[SUPPLIED RECORDS Boundary: Start]

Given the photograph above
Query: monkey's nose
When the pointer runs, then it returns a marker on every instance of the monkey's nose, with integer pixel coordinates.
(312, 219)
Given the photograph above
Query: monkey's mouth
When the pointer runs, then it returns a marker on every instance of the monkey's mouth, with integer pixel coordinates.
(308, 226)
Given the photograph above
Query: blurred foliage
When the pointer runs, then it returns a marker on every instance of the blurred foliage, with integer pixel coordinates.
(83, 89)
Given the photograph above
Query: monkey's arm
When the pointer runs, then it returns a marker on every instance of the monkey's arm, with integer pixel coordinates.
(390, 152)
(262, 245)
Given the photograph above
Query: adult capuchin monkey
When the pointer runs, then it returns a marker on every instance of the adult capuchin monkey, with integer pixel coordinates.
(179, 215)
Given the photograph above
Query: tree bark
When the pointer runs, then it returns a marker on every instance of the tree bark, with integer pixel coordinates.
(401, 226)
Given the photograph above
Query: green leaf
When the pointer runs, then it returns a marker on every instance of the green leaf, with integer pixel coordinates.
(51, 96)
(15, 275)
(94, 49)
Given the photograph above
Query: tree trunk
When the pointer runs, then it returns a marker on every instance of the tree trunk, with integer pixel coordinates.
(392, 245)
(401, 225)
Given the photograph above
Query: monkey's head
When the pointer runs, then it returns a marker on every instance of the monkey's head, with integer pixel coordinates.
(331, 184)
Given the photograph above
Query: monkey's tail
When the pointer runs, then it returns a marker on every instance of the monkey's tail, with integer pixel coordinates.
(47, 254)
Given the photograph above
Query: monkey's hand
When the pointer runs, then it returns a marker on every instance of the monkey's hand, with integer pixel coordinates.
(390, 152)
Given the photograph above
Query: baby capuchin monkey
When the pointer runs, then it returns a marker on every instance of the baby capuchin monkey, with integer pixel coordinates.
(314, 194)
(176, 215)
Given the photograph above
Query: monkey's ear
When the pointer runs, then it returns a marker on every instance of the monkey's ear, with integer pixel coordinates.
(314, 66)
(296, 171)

[SUPPLIED RECORDS Boundary: End]

TASK DETAILS: Restate the data word for word, leaving nothing out.

WRITTEN REPLY:
Given the photograph above
Query: monkey's nose
When the pointer runs, then it returns a marker on every instance of the monkey's nose, with integer pixel coordinates.
(312, 219)
Given the photograph above
Query: monkey's mouth
When the pointer runs, then it returns a marker on every instance of the monkey's mouth, with integer pixel coordinates.
(308, 226)
Given the photograph above
Query: blurred foliage
When the pointer runs, then it returns a marker on every instance of the blurred foliage, with integer pixel coordinates.
(83, 89)
Given the photograph above
Query: monkey's arm
When the pointer runs, then it returns a marker on every instance of the monkey's arm, with integer pixel coordinates.
(390, 152)
(262, 245)
Given the photograph above
Query: adult capuchin monkey
When the pointer runs, then it returns a marker on every instance of the adult capuchin monkey, with integer pixel coordinates.
(179, 215)
Given the photograph above
Query: tree bark
When the pointer runs, then it returns a marker on every instance of the tree bark, with integer pixel coordinates.
(401, 226)
Given the photograph above
Query: green leaf
When the pointer runs, then it returns a marker on every instance of the green leaf, with integer pixel coordinates.
(51, 96)
(15, 275)
(94, 49)
Given the photograph above
Query: tree trunk
When the pointer runs, then it returns a marker on every instance of the tree trunk, with integer pixel coordinates.
(392, 245)
(401, 225)
Given the photograph above
Query: monkey's head
When the pointer runs, then it returns a marker on every instance of the monkey's head, with integer pixel coordinates.
(331, 184)
Given the photograph above
Query: monkey's tail
When the pointer runs, then it returns a marker on every instance of the monkey's tail, with integer pixel coordinates.
(47, 254)
Given the photograph above
Query: monkey's hand
When the pointer runs, then it returns a marker on every instance of the monkey's hand, with integer pixel coordinates.
(390, 152)
Given the photograph above
Query: baby capuchin monkey
When the pointer runs, then it returns a marker on every instance of the baby capuchin monkey, with integer pixel coordinates.
(314, 194)
(176, 215)
Given the photograph above
Query: monkey's ear
When the pointer runs, then it returns a marker on every instance of the monkey's ear, with integer pixel coordinates.
(314, 66)
(296, 171)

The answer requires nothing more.